- _CONSIGNES DE TRAVAIL_:
• a. Relevez dans les enregistrements chaque ligne qui contient la chaîne "haired".
• b. Écrivez la suite de l'entretien sur le football et l'association 9 de coeur, en partant de sa dernière phrase.

------ TEXTE À LIRE ------

Pourrait-il reprendre Bordeaux ? "Ca serait dans mes cordes"

Moi, j'ai eu la chance quand même de faire Strasbourg, Lens... Bordeaux, oui, ça serait quelque chose qui serait dans mes cordes. J'habite là bas.

Sur l'avenir de Kylian Mbappé : "Il doit juste réaliser ses rêves"

Je ne vais pas dire ce qu'il doit faire. Il doit juste réaliser ses rêves. Je pense que son rêve, c'est d'aller en Real Madrid et je pense qu'il va y aller. Quand tu vas au Real Madrid, tu prends pas énormément de risques. Tu peux penser qu'aujourd'hui, si tu changes de catégorie, tu gagneras cette Ligue des Champions. Vu comment il joue, pour moi, il ne prend pas de risque. Que ce soit au PSG, au Real ou même ailleurs, avec ses qualités, il peut jouer dans n'importe quel club du monde.

Sur Karim Benzema : "Le meilleur attaquant du monde"

Karim, pour moi, c'est le meilleur attaquant du monde. Il a pris un grade là en quelques mois qu'il n'avait jamais eu auparavant et je pense que ça l'a renforcé dans plein de choses. Maintenant qu'il est gainé comme il faut, il arrive à jouer de la tête. Si on veut rester le plus longtemps possible, à un moment, il faut que son corps suive et je crois que Karim l'a très bien compris. Le dernier rêve pour Karim, c'est le Ballon d'Or. Je pense qu'aujourd'hui, il a un coup d'avance.

Son association 9 de coeur : "Cela fait 27 ans qu'on fait la même chose"

Ça n'a jamais été pour aider Émilie. C'était pour aider les familles qui avaient les mêmes problèmes avec leurs enfants que nous avec Émilie. Ce qui nous a permis de renverser un peu la vapeur par rapport à notre fille, qui est autiste à 100%, c'est qu'à un moment, je pense qu'elle n'était pas dans le même monde que nous. Il fallait trouver une méthode qui puisse au moins la ramener dans notre monde. Et on a eu la chance de partir à Philadelphie, de faire la méthode Doman pendant huit ans et on a eu la chance qu'Émilie revienne un peu dans notre monde. Et ça, c'est juste magnifique.

Même si elle ne parle pas, même si elle n'est pas comme les autres aujourd'hui, elle est avec nous. C'est émouvant d'en parler parce que on est parti de rien pour arriver à des résultats qui sont exceptionnels. Parce que le fait de voir Émilie tous les jours, de la comprendre, de l'emmener au restaurant, d'aller faire les courses avec nous, c'est juste ce qu'on espérait dans notre malheur. On a créé l'association au départ parce que cette méthode, elle était très décriée en France et c'était la seule qu'on avait pour faire faire des progrès à Emilie. Après le voyage à Philadelphie, les journalistes étrangers avaient commencé à marquer n'importe quoi, que j'étais partie aux Etats-Unis pour faire opérer ma fille du cerveau, etc. En fait, je suis allé à une mission française et j'ai parlé de ce que j'avais fait, de ce que j'avais vécu. Et dans la semaine qui a suivi, j'ai reçu à Munich deux sacs postaux où il y avait 4000 lettres de personnes qui avaient le même problème et qui n'avaient pas de solution. Et on a fait l'association juste pour donner les informations. Cela fait 27 ans qu'on fait la même chose. Depuis, on a trouvé plein d'autres méthodes donc on aiguille les gens sur des méthodes qui peuvent aider à vraiment améliorer le quotidien de leurs enfants."

------ ENTRÉES FOURNIES ------

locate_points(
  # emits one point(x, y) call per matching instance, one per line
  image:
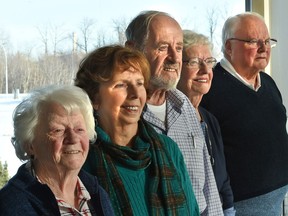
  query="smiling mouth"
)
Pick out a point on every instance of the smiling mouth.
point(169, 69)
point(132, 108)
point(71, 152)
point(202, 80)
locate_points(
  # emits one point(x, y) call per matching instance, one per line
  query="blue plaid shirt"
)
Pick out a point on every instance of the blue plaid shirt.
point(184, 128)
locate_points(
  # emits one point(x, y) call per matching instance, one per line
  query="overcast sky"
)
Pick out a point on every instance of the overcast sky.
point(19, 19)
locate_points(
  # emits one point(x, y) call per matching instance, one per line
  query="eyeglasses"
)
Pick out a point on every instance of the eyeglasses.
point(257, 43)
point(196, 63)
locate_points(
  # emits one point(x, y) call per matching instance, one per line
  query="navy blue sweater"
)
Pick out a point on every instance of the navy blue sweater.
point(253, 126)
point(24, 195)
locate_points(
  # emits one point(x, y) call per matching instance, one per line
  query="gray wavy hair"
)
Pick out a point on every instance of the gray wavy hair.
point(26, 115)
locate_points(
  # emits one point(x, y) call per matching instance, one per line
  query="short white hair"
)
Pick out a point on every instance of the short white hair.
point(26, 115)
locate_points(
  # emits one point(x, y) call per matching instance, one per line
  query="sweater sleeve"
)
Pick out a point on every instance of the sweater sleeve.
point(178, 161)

------
------ ENTRÉES FOURNIES ------

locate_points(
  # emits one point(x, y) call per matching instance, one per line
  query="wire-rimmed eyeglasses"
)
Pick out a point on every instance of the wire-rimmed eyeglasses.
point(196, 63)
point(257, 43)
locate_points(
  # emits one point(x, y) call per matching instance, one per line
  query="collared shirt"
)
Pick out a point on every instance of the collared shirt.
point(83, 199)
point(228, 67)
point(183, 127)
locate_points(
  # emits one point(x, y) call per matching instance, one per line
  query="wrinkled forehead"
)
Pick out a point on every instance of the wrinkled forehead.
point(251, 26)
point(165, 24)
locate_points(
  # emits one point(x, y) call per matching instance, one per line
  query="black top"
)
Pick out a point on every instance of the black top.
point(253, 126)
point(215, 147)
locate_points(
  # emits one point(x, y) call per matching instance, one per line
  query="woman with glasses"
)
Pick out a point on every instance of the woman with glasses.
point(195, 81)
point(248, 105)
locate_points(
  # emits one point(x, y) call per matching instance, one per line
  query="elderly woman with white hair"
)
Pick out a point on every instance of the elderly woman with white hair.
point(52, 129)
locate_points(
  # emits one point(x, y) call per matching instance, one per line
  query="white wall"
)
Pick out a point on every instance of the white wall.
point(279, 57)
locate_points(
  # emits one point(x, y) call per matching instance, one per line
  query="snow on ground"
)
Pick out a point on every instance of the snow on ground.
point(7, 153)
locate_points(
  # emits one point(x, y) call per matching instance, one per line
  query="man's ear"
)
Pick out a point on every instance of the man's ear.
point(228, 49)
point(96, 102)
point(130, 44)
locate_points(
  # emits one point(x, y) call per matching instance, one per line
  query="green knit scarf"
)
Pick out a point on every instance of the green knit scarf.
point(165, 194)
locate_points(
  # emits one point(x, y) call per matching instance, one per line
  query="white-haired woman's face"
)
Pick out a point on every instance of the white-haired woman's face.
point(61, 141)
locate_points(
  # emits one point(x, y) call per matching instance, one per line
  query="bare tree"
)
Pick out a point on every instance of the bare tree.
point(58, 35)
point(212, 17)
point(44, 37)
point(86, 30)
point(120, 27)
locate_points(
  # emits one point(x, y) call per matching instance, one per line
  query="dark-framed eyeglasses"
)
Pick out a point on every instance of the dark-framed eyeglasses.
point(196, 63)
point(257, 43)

------

- _RÉPONSES AUX CONSIGNES_:
• a.
  query="white-haired woman's face"
Pick out a point on every instance of the white-haired woman's face.

• b.
Sur son poste d'entraineur à Chartres : "Ici, il y a un vrai projet"

On apprend toujours au foot. Le métier d'entraîneur, on sait que c'est très aléatoire. Une année c'est bien, quand c'est pas bien on te met gentiment à la porte. J'ai toujours cru à mon étoile et je savais qu'à un moment, il fallait que j'y retourne parce que d'abord j'en avais besoin. Florence a compris que j'en avais besoin, donc on a fait le voyage de la Gironde à l'Eure et Loir parce qu'ici, il y avait un vrai projet. Je pense que quand on est coach, c'est bien d'avoir un projet. Entraîné pour entraîner, sincèrement, ça ne me plaisait pas. Ici, il y a un projet de monter à l'échelon supérieur (en National). Il y a sept matches, on n'est pas encore mort et on va tenter notre chance jusqu'au bout. Mais il y a la construction d'un stade, il y a la question d'un centre d'entraînement. Et puis, il faut faire évoluer cette équipe. Cette année, on est très mal parti et on revient très fort. J'aimerais aller au bout de mon aventure ici parce que je l'ai fait pour Gérard Solaire, qui est mon président.

Son plus grand regret : "Alex Ferguson voulait me prendre à Manchester United"

De ne pas être allé à Manchester United. J'étais au Bayern et j'étais blessé et un soir, j'ai reçu un message sur la boîte vocale. C'était Éric Cantona qui me disait qu'Alex Ferguson voulait me prendre à Manchester, même blessé, pour refaire le duo avec Éric à l'époque. Et le Bayern n'a jamais voulu me laisser partir. Ils n'ont rien voulu savoir. Cela a été le plus grand regret de ma carrière.

Marseille finira t-il deuxième de la Ligue 1 ? "Un club qui mérite d'être là-haut"

Il faudrait. Ce serait bien parce que c'est un club qui mérite d'être là haut. Les supporters sont extraordinaires, ils aiment le football, ils aiment leurs joueurs. De temps en temps, ils sont un peu au-delà de ce qu'on peut imaginer pour un supporter. Mais Marseille, c'est ça. Tout le monde ne peut pas jouer à Marseille parce qu'à Marseille, il faut un caractère particulier.